Document —
The use of the terms “a” and “an” and “the” and similar referents in the context of describing the invention (especially in the context of the following claims) are to be construed to cover both the singular and the plural, unless otherwise indicated herein or clearly contradicted by context. Further, it should further be noted that the terms “first,” “second,” and the like herein do not denote any order, quantity, or importance, but rather are used to distinguish one element from another. The modifier “about” used in connection with a quantity is inclusive of the stated value and has the meaning dictated by the context (e.g., it includes the degree of error associated with measurement of the particular quantity).
The teachings of the present disclosure may be used in a variety of well operations. These operations may involve using one or more treatment agents to treat a formation, the fluids resident in a formation, a wellbore, and/or equipment in the wellbore, such as production tubing. The treatment agents may be in the form of liquids, gases, solids, semi-solids, and mixtures thereof. Illustrative treatment agents include, but are not limited to, fracturing fluids, acids, steam, water, brine, anti-corrosion agents, cement, permeability modifiers, drilling muds, emulsifiers, demulsifiers, tracers, flow improvers etc. Illustrative well operations include, but are not limited to, hydraulic fracturing, stimulation, tracer injection, cleaning, acidizing, steam injection, water flooding, cementing, etc.

Raw records —
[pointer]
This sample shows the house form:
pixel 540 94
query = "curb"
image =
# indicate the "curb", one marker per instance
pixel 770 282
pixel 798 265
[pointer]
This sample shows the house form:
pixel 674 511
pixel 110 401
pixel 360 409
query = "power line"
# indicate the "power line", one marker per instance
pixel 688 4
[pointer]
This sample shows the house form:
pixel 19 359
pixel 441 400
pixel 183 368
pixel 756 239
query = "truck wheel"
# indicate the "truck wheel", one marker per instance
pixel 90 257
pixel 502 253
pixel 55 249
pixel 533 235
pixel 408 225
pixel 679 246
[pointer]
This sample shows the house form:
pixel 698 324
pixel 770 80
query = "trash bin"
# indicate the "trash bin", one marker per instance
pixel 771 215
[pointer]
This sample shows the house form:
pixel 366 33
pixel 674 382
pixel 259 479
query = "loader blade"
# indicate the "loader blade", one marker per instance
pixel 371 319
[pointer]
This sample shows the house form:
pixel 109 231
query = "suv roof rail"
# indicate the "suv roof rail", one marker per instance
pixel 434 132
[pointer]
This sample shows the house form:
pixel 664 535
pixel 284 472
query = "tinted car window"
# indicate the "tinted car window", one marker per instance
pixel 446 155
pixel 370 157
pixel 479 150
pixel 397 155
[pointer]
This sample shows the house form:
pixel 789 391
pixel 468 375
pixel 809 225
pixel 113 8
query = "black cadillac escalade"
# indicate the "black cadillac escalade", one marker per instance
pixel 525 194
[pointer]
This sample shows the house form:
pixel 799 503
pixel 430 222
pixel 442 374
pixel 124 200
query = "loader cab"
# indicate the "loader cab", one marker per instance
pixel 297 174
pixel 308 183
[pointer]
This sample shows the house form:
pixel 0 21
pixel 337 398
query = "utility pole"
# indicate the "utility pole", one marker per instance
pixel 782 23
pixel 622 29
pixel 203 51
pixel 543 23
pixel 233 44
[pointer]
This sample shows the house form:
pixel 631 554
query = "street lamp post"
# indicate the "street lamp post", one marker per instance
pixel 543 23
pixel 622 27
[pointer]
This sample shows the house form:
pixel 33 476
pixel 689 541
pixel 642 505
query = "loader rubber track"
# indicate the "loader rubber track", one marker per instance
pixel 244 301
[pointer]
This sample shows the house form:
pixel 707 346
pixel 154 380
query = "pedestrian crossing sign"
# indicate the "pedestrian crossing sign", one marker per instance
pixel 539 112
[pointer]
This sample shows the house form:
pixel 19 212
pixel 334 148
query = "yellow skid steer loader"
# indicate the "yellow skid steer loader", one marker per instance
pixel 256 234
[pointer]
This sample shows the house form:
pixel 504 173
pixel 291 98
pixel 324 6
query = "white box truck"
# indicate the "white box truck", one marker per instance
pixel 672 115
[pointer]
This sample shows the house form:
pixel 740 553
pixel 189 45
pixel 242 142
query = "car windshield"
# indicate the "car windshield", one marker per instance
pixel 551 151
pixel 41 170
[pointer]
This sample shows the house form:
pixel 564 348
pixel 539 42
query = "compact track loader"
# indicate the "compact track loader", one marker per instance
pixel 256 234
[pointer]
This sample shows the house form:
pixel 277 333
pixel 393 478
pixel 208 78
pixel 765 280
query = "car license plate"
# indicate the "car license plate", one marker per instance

Direction 1 —
Answer from the well-operations passage:
(a) What do the terms "first" and "second" not denote?
(b) In what forms may the treatment agents be?
(c) What piece of equipment in the wellbore is named as an example?
Direction 2 —
Print the stretch of the well-operations passage from "The use of the" through "the particular quantity).".
Direction 3 —
State whether each statement agrees with the well-operations passage, and quote the words that decide it.
(a) The modifier "about" excludes the stated value.
(b) Cement is listed as an illustrative treatment agent.
(c) Hydraulic fracturing is listed among the illustrative well operations.
The records are not needed for any of this work.

Exercise output 1 —
(a) Any order, quantity, or importance.
(b) Liquids, gases, solids, semi-solids, and mixtures thereof.
(c) Production tubing.

Exercise output 2 —
The use of the terms “a” and “an” and “the” and similar referents in the context of describing the invention (especially in the context of the following claims) are to be construed to cover both the singular and the plural, unless otherwise indicated herein or clearly contradicted by context. Further, it should further be noted that the terms “first,” “second,” and the like herein do not denote any order, quantity, or importance, but rather are used to distinguish one element from another. The modifier “about” used in connection with a quantity is inclusive of the stated value and has the meaning dictated by the context (e.g., it includes the degree of error associated with measurement of the particular quantity).

Exercise output 3 —
(a) No: "is inclusive of the stated value"
(b) Yes: "anti-corrosion agents, cement, permeability modifiers"
(c) Yes: "Illustrative well operations include, but are not limited to, hydraulic fracturing"